- Information supplied -
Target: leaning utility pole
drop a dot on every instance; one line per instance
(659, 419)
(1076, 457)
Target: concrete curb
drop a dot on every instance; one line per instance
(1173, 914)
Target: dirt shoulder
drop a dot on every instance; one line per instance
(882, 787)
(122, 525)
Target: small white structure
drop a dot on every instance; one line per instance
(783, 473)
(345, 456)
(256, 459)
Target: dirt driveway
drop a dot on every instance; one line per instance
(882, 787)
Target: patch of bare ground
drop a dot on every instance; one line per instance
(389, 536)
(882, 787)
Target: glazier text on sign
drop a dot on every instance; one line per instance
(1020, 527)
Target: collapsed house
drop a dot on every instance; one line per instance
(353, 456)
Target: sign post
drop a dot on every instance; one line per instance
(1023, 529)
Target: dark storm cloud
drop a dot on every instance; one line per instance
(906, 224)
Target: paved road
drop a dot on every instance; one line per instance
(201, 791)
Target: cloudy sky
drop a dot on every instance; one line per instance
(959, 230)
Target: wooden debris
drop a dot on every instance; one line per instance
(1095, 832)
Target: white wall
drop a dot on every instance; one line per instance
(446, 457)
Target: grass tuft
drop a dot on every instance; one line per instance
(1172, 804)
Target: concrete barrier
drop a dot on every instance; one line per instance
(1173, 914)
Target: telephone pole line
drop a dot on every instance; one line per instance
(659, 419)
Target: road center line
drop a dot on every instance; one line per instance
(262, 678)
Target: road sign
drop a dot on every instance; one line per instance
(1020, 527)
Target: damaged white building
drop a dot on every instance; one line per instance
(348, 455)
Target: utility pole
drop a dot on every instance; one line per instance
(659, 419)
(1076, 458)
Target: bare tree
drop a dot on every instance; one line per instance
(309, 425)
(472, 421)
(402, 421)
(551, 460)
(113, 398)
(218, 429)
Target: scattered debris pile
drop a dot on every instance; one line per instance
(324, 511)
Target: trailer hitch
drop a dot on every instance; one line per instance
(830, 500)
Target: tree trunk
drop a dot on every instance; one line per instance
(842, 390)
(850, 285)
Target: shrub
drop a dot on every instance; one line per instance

- Problem requirements -
Please reproduce the entire listing, exactly as shown.

- Output -
Target: leaning utility pole
drop a dot on every instance; one line per instance
(659, 419)
(1076, 457)
Target: concrete curb
drop a dot on every instance; one line per instance
(1173, 914)
Target: dirt shoulder
drop a dot on every instance; one line per instance
(882, 787)
(122, 525)
Target: small white structure
drop a dot on every instance; one line per instance
(783, 473)
(345, 456)
(256, 459)
Target: dirt driveway
drop a dot on every instance; one line per instance
(882, 787)
Target: patch of bare ground
drop a dot on every instance; one line per instance
(389, 536)
(882, 787)
Target: glazier text on sign
drop a dot on every instance; one line per instance
(1020, 527)
Target: collapsed house
drop a dot on every instance; one line per instance
(353, 456)
Target: sign post
drop a dot on every instance; one line per instance
(1023, 529)
Target: dark storm cloud
drop a dot on every instance; one line per instance
(906, 224)
Target: paved road
drop a dot on every instance; one line per instance
(201, 791)
Target: cloudy sky
drop a dot on every instance; one line per instance
(959, 230)
Target: wooden debris
drop a dot on every instance; one line per instance
(1095, 832)
Target: white wall
drop a dot on every instance; one line per instance
(446, 457)
Target: grass tuft
drop a dot on every instance; one line per instance
(1172, 804)
Target: concrete barrier
drop a dot on every instance; one line per instance
(1173, 914)
Target: telephone pole line
drop a dot on every instance; one line per instance
(659, 419)
Target: road center line
drop a dot on every instance; one line per instance
(262, 678)
Target: road sign
drop a dot on every instance; one line per instance
(1020, 527)
Target: damaged white building
drop a dot on every instance; one line per instance
(348, 455)
Target: utility pole
drop a dot on every instance; one line per instance
(659, 419)
(1076, 458)
Target: bare tree
drop a dot on every instance; one line per instance
(309, 425)
(472, 421)
(402, 421)
(551, 460)
(113, 398)
(218, 429)
Target: scattered debris pile
drop a dot on every instance; one line per instance
(324, 511)
Target: trailer hitch
drop a dot on every instance; one line per instance
(830, 500)
Target: tree trunk
drop a dot on every instance; one line per instance
(842, 390)
(850, 285)
Target: shrub
drop a dot on every instance; one line per instance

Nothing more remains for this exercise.